EXERCISE DESCRIPTION: Recast every line of the listing below as a numbered list, skipping blank lines and leaving out the pictures.
::::::::
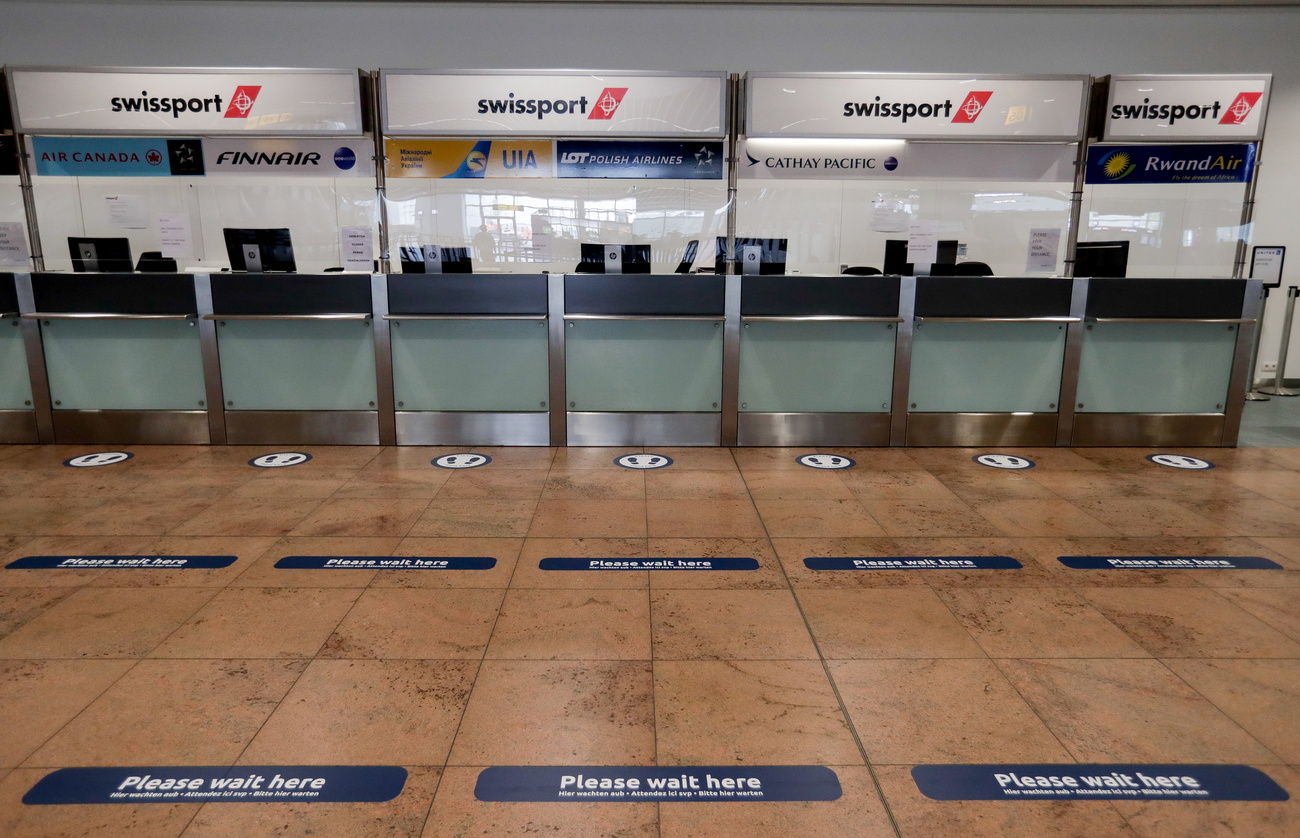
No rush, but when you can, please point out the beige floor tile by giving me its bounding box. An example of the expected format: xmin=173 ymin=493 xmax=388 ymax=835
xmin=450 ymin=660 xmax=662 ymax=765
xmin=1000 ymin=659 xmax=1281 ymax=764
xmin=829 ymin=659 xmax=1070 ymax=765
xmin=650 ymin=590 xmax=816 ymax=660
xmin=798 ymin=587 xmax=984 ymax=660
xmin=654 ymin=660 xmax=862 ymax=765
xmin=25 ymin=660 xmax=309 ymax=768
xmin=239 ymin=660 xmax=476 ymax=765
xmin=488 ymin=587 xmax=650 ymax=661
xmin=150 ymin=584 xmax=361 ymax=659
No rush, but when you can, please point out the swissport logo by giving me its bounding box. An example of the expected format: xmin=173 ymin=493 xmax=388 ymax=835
::::::::
REPLY:
1. No rush, but when you can, please point out the beige floor tile by giving me its bounding box. An example of the expected format: xmin=173 ymin=493 xmax=388 ymax=835
2. xmin=450 ymin=660 xmax=662 ymax=765
3. xmin=1000 ymin=659 xmax=1281 ymax=764
4. xmin=829 ymin=659 xmax=1070 ymax=765
5. xmin=650 ymin=590 xmax=816 ymax=660
6. xmin=798 ymin=587 xmax=984 ymax=660
7. xmin=654 ymin=660 xmax=862 ymax=765
8. xmin=25 ymin=660 xmax=309 ymax=768
9. xmin=239 ymin=660 xmax=476 ymax=765
10. xmin=488 ymin=587 xmax=650 ymax=661
11. xmin=150 ymin=584 xmax=361 ymax=659
12. No rush, but when you can, please point out the swissport logo by giving me its bounding box. An example of the expected format: xmin=173 ymin=493 xmax=388 ymax=835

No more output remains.